== Excerpted passage

Butler followed, mostly echoing arguments she has made for years. Israel merely “postures as a democracy.” “The charge of anti-Semitism seems now directed primarily at criticism of the Jewish state,” she added, perhaps surprising those troubled by the desecration of Jewish cemeteries or the painting of swastikas on the walls of campus buildings. But as always Butler is most notable when addressing Israel for inhabiting an alternative universe. “The boycott,” she apparently believes, “does not target Israeli citizens.” As to what the boycott actually is she was less clear, absolving it of the need to be “a full political vision or plan.” Determined once again to disentangle herself from her heritage, she rejected “the fallacy that the state of Israel represents the Jewish people,” but of course Israel is in complex ways entangled with Jewish identity worldwide. To be Jewish now is not the same as it was before 1948. The Israeli government does not literally represent the Jews of the diaspora politically, but whether we accept or reject the Jewish state it is part of who we are.

Esmier took aim at the academy’s falsely principled complicity in the occupation, as least as she sees it. “The version of academic freedom that opposes BDS is a freedom in harmony with anti-freedom.” It was not an eloquent formulation, but it set a further standard for casting out devils. She concluded with a call to extend the boycott movement to boycotting Turkish universities. Erdogan has nearly broken Turkish higher education against the fascist wheel. Americans and Europeans can deliver the coup de grace by boycotting them, denying their beleaguered faculty a helping hand.

====
== Supplied entries

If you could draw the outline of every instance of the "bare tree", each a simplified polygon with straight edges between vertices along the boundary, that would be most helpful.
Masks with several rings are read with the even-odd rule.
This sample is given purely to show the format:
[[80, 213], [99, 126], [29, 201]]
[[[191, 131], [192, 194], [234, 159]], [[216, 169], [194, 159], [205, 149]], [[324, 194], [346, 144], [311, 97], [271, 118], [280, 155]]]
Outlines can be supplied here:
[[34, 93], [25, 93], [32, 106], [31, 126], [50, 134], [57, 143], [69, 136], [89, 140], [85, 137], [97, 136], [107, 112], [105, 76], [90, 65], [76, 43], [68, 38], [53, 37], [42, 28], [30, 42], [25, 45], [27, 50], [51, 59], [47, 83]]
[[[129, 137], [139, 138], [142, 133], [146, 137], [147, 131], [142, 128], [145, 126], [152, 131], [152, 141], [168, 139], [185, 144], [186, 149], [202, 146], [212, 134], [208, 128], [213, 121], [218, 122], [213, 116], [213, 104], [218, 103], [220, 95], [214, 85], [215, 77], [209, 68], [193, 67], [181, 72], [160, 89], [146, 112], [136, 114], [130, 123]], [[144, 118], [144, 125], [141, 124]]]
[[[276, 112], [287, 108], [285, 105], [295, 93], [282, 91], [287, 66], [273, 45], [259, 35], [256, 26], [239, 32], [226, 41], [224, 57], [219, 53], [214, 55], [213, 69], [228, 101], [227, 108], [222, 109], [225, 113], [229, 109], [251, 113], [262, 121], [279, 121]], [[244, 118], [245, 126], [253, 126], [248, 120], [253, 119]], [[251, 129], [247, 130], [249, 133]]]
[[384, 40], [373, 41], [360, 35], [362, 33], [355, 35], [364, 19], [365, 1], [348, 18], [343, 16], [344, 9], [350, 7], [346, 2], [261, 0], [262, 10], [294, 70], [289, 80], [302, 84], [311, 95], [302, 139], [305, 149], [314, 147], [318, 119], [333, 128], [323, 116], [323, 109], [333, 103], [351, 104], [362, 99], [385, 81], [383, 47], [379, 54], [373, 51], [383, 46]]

====

• Stated exercise: Please continue the passage about the academic boycott debate, starting right after its final sentence.

• Exercise output:
Angela Davis was saved for last. “We are all meeting on colonized land,” she opened, and the audience whooped and applauded. It is a feel-good affirmation of guilt that does not require anyone actually to do anything. She too invoked intersectionality: “Neoliberalism seeks to treat particular struggles as isolated and discrete; it also treats all identity as individual.” It was not really a coherent talk, but the audience was not there to be persuaded of anything. They were there to honor the compelling figure she once was. “Palestine under Israeli occupation is the worst possible example of a carceral society,” she announced, and 500 people cried out and delivered a standing ovation.

This ecstatic celebration of something rather more passionate than opposition to Israeli government policy gives a good indication of MESA’s future now that the organization has voted overwhelmingly to remove the modifier “non-political” from its by-laws. The practical focus this year, rather sensibly, was on opposition to President Trump’s Muslim ban, but we could well see twin academic boycott resolutions on Israel and Turkey at MESA 2018. Ostensibly part of an academic meeting the session had nothing to do with marshaling evidence or presenting arguments. It was consensus political theater where the conclusions were all known in advance. The “intersection” here was between political conviction and self-image.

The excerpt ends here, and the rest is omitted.